> _DATA ENTRIES_

━━━━━━━━━━━━━━━━━━━━

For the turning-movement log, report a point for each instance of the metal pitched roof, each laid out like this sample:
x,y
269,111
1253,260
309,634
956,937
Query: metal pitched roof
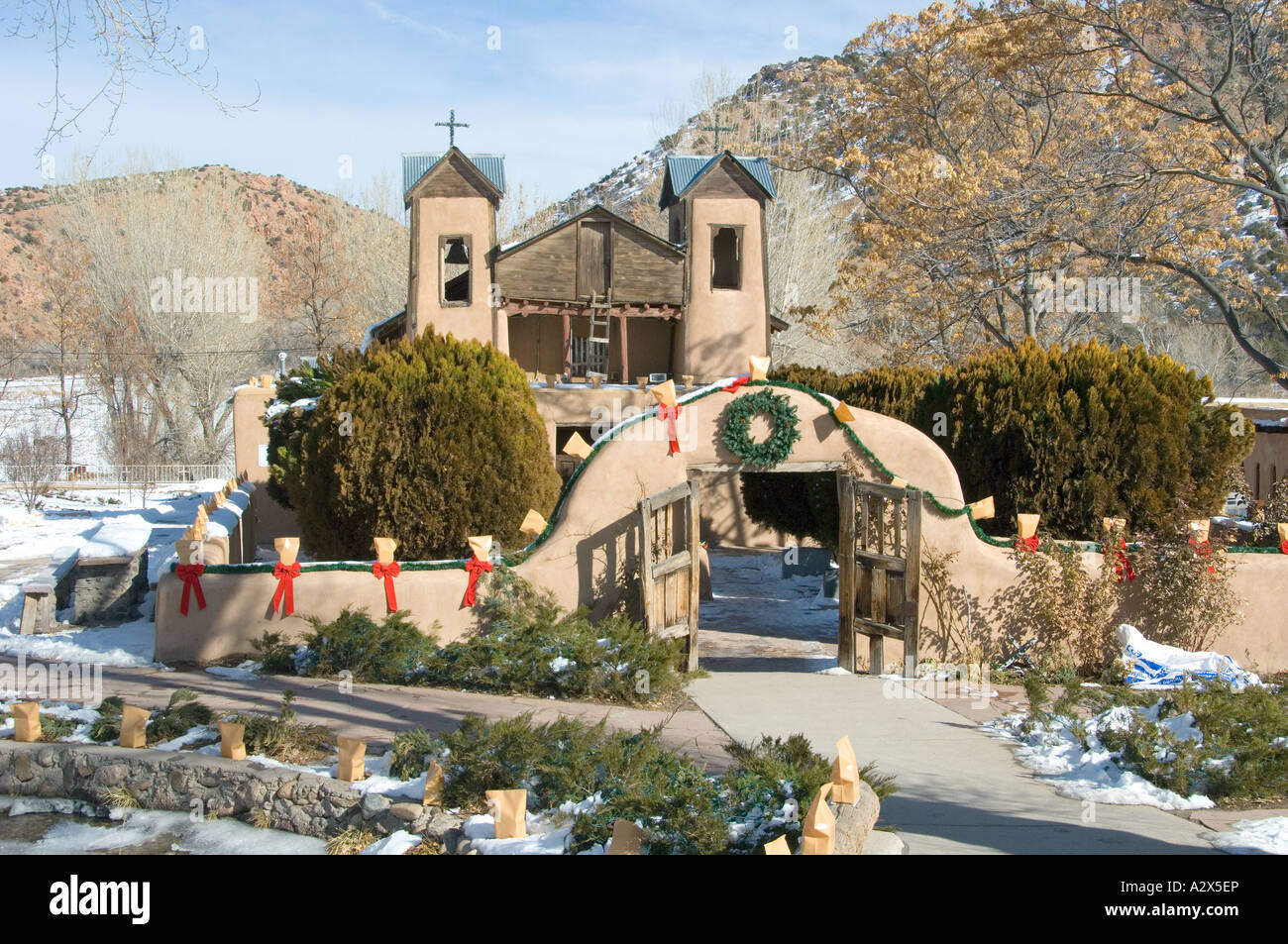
x,y
415,166
686,168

━━━━━━━━━━━━━━━━━━━━

> _WHAT IS ASKED_
Return every line of the listing above verbatim, omitting the pictures.

> _RESPONSE BELOW_
For the turning-movement log, report a point for each instance of the metal pitched roof, each laid out like this sample:
x,y
269,111
1253,260
309,634
956,937
Query: metal pitched roof
x,y
415,166
686,168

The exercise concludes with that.